>>>

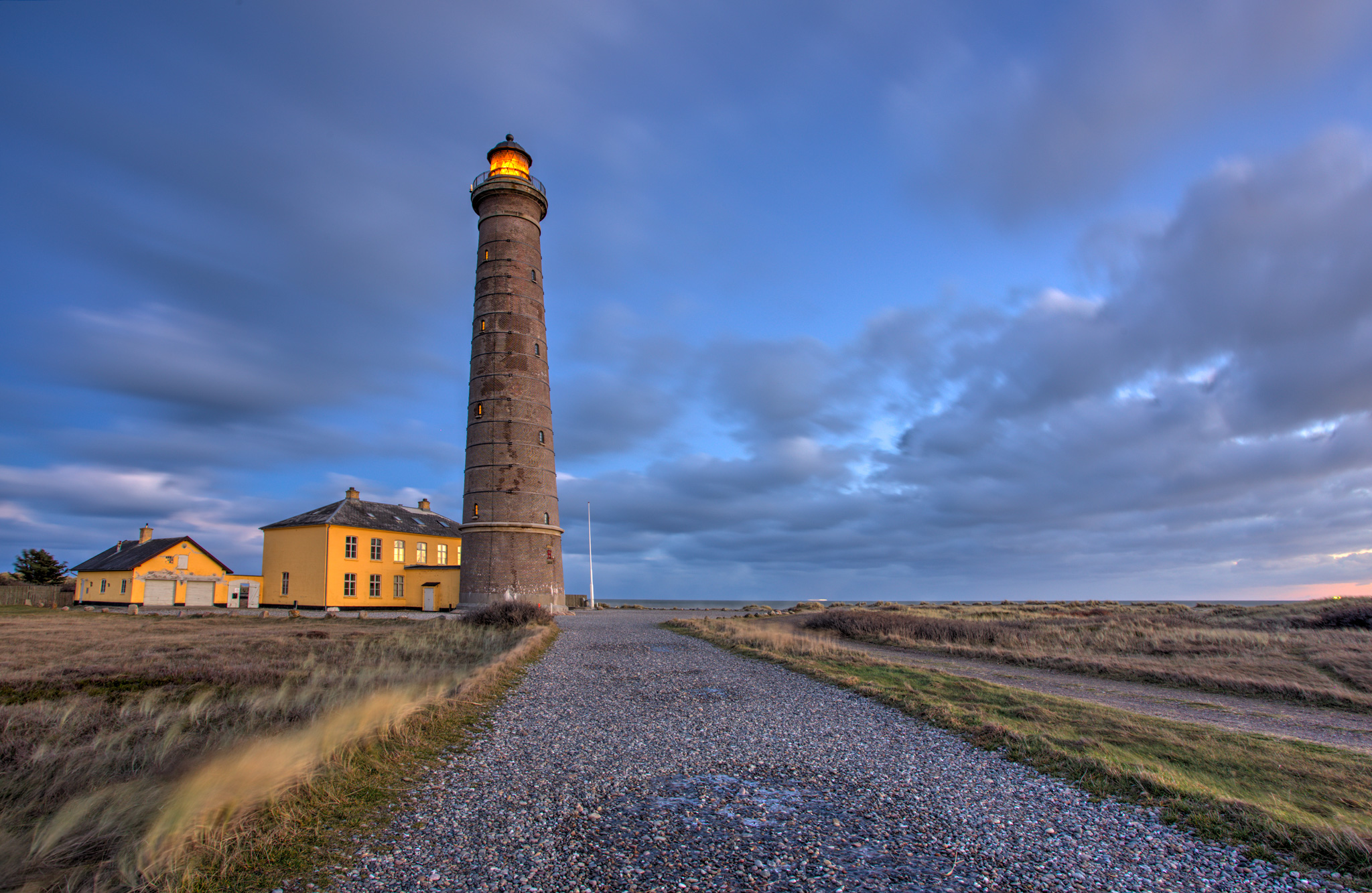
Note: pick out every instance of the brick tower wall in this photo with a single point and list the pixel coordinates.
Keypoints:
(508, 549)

<<<
>>>

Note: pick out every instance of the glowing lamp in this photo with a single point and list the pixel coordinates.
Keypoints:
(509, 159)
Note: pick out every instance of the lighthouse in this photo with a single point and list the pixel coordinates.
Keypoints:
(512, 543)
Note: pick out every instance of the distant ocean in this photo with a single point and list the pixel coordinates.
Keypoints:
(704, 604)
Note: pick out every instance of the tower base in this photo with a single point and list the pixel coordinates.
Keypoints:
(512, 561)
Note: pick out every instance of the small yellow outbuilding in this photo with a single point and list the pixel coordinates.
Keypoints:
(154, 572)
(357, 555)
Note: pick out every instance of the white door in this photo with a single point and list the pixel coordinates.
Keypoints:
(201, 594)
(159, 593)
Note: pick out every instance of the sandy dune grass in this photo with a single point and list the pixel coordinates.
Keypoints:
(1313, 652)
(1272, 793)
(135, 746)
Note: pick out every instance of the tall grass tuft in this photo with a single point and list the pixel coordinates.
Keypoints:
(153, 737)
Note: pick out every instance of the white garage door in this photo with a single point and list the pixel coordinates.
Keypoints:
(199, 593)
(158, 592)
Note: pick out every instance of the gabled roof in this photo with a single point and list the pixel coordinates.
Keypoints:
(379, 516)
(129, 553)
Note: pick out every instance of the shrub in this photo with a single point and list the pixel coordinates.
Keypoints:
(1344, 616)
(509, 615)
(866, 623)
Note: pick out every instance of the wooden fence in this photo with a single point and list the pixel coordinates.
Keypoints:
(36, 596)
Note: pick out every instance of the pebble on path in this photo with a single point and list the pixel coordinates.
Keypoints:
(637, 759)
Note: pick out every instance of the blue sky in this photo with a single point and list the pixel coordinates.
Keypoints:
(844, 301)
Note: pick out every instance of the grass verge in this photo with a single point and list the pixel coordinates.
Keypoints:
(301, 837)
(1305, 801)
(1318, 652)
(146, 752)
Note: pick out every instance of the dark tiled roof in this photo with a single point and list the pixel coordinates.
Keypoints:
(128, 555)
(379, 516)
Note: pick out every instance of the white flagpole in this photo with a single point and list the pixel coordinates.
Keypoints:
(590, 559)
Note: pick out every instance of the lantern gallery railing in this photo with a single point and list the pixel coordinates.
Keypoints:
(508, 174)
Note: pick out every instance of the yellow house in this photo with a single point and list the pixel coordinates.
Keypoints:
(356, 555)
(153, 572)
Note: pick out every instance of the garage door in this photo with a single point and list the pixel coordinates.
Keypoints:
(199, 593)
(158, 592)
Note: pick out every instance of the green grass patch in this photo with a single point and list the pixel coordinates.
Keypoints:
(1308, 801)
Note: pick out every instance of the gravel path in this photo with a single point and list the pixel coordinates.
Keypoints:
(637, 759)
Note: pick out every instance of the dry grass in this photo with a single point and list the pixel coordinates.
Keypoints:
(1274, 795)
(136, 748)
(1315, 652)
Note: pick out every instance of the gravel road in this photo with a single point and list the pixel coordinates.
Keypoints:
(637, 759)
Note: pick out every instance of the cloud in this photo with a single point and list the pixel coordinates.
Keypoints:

<<<
>>>

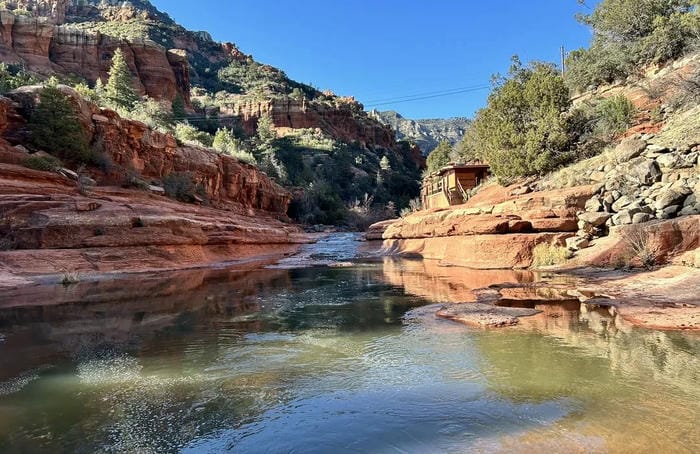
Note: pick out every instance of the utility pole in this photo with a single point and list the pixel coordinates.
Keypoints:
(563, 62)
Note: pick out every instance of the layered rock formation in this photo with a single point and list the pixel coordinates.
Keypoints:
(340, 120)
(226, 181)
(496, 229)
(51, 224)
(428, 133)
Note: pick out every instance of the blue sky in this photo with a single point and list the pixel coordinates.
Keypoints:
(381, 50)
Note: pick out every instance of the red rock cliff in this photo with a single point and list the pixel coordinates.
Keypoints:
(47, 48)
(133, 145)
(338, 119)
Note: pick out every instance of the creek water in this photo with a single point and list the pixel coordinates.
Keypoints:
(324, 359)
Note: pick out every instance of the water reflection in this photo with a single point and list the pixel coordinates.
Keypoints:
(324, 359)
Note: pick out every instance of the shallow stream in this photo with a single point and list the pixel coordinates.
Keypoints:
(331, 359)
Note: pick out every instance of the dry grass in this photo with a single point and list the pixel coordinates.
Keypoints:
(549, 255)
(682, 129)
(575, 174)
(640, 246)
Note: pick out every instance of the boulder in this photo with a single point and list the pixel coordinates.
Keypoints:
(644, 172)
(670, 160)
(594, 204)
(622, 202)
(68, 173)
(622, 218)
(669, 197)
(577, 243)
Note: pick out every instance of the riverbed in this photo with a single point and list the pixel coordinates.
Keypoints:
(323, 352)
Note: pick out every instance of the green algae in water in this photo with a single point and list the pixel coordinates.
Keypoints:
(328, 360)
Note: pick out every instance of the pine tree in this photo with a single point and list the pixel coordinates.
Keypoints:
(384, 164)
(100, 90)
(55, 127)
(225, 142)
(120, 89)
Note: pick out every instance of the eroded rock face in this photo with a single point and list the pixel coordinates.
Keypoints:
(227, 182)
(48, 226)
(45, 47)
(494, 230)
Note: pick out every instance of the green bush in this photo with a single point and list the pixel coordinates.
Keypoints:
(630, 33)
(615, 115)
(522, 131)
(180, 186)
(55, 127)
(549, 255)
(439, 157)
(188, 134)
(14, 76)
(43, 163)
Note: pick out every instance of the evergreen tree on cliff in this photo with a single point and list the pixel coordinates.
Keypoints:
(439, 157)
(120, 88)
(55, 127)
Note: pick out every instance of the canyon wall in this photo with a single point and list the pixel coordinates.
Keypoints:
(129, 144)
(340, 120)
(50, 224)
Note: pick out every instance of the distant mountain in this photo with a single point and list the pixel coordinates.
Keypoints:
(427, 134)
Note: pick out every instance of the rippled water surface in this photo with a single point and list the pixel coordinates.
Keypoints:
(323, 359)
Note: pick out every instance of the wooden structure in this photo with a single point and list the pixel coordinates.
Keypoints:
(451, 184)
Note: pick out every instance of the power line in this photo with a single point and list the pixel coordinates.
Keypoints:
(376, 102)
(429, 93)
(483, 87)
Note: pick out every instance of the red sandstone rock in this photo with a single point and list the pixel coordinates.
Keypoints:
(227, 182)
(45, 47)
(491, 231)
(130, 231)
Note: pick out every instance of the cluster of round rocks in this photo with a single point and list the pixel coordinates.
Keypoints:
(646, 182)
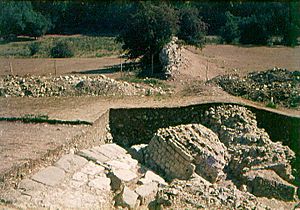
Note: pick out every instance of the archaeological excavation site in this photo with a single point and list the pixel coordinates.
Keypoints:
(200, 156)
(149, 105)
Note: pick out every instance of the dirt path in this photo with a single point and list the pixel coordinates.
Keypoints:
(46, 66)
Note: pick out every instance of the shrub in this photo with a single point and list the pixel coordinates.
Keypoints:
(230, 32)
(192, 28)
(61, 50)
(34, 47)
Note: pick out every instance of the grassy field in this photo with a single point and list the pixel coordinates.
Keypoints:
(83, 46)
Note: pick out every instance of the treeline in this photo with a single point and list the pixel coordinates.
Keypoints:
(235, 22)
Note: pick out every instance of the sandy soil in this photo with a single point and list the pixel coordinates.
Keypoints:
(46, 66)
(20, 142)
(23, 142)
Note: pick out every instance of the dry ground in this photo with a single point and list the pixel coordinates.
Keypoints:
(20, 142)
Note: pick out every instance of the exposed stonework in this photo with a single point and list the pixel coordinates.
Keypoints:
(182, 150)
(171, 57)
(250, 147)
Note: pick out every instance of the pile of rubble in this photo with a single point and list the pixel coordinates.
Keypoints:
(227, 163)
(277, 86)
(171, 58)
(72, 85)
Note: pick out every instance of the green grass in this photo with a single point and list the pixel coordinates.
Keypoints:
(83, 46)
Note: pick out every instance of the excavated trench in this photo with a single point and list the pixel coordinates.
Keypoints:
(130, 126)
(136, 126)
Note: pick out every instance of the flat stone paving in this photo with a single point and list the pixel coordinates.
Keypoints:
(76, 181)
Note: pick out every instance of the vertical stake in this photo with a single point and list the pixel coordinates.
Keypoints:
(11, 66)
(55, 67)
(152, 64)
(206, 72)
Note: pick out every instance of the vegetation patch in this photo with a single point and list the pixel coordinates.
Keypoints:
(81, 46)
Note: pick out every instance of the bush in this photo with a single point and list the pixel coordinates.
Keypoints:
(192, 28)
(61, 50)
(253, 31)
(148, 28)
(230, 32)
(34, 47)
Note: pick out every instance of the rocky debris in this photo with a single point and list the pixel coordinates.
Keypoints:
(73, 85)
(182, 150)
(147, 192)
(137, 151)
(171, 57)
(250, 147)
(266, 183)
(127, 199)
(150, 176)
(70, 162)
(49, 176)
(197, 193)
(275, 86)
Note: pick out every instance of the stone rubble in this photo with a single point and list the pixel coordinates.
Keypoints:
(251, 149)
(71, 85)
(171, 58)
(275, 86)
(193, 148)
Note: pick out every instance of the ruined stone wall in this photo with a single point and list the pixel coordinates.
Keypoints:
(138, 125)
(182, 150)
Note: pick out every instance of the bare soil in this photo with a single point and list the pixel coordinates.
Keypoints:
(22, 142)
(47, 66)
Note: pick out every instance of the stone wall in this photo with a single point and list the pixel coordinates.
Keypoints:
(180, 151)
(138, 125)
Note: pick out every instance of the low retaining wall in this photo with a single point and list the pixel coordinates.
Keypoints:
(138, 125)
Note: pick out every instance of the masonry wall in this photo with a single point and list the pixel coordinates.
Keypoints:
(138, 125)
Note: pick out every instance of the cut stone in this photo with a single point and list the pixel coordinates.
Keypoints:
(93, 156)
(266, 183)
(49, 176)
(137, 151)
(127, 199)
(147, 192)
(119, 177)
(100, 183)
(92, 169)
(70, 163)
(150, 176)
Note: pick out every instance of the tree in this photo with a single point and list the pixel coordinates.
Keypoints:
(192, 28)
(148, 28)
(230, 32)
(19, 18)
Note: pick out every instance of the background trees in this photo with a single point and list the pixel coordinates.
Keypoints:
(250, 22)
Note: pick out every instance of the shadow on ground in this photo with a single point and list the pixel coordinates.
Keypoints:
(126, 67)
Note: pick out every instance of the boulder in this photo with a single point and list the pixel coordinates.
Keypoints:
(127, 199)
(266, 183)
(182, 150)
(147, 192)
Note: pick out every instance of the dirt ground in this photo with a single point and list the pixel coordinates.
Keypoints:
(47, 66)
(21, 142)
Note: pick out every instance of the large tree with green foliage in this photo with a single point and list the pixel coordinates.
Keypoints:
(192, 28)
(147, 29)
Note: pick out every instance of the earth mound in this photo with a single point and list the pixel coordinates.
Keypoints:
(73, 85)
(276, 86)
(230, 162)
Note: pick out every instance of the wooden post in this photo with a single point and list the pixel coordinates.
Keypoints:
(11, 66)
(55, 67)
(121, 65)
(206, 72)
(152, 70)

<<<

HOW TO COMPLETE THIS TASK:
Transcribe, exactly and without additions, the lines of the records above, beginning with the line that contains "Note: pick out every instance of the riverbed" and ending with the line that contains "Note: pick out every instance of the green bush", both included.

ANSWER SPACE:
Note: pick out every instance of the riverbed in this photo with a single point and list the pixel coordinates.
Keypoints:
(323, 352)
Note: pick out every instance of the green algae in water in this photo with a single point and list the pixel coordinates.
Keypoints:
(328, 360)
Note: pick out every instance of the pine tree in this photo with a single point and list the pixel coordinates.
Keypoints:
(384, 164)
(100, 90)
(55, 127)
(225, 142)
(120, 89)
Note: pick out every instance of the eroded rock face in this photo with a single point and list the pixel coordinates.
Keypoints:
(227, 182)
(48, 226)
(45, 47)
(494, 230)
Note: pick out every instance of the green bush in this photo with a single point and list the pixel coordinates.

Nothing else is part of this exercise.